▸ **QUOTED PASSAGE**:
+ + + +

Banisteriopsis caapi, also known as caapi, soul vine, yagé (yage), or ayahuasca (the latter of which also refers to the psychedelic decoction made with the vine and a plant source of dimethyltryptamine), is a South American liana of the family Malpighiaceae. It is commonly used as an ingredient of ayahuasca, a decoction with a long history of its entheogenic use and holds status as a "plant teacher" among the Indigenous peoples of the Amazon rainforest.

It was used by Indigenous peoples of South America for centuries, but it was first documented by Europeans in the 16th century and formally identified by botanist Richard Spruce in 1851. According to The CRC World Dictionary of Plant Names by Umberto Quattrocchi, the naming of the genus Banisteriopsis was dedicated to John Banister, a 17th-century English clergyman and naturalist. An earlier name for the genus was Banisteria, and the plant is sometimes referred to as Banisteria caapi. Its other names include Banisteria quitensis, Banisteriopsis inebrians, and Banisteriopsis quitensis.

+ + + +

▸ **TASK REQUIREMENTS**:
(a) According to the text on Banisteriopsis caapi, why does the genus bear the name Banisteriopsis? Answer in one to three sentences.
(b) Answer these questions from the text on Banisteriopsis caapi:
(i) To which plant family does the liana belong?
(ii) Which botanist formally identified the plant, and in what year?
(iii) What was an earlier name for the genus?
(c) Rewrite the part of the text on Banisteriopsis caapi starting at "It was used" and ending at "and Banisteriopsis quitensis.", replacing "clergyman" with "cleric".
You will not need the rows to complete the work on this text.

Stored items
+ + + +

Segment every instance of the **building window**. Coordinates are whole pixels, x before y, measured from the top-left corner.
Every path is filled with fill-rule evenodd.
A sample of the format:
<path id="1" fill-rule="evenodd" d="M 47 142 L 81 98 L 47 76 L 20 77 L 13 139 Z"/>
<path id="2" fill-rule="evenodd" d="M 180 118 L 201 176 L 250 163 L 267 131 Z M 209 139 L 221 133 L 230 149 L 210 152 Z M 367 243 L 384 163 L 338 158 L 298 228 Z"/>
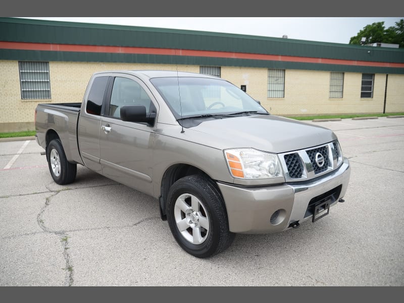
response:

+ + + +

▸ **SOLUTIONS TO EACH TASK**:
(a) The genus name was given in honor of John Banister, a 17th-century English clergyman and naturalist. The text attributes this to The CRC World Dictionary of Plant Names by Umberto Quattrocchi.

(b)
(i) Malpighiaceae
(ii) Richard Spruce, in 1851
(iii) Banisteria

(c)
It was used by Indigenous peoples of South America for centuries, but it was first documented by Europeans in the 16th century and formally identified by botanist Richard Spruce in 1851. According to The CRC World Dictionary of Plant Names by Umberto Quattrocchi, the naming of the genus Banisteriopsis was dedicated to John Banister, a 17th-century English cleric and naturalist. An earlier name for the genus was Banisteria, and the plant is sometimes referred to as Banisteria caapi. Its other names include Banisteria quitensis, Banisteriopsis inebrians, and Banisteriopsis quitensis.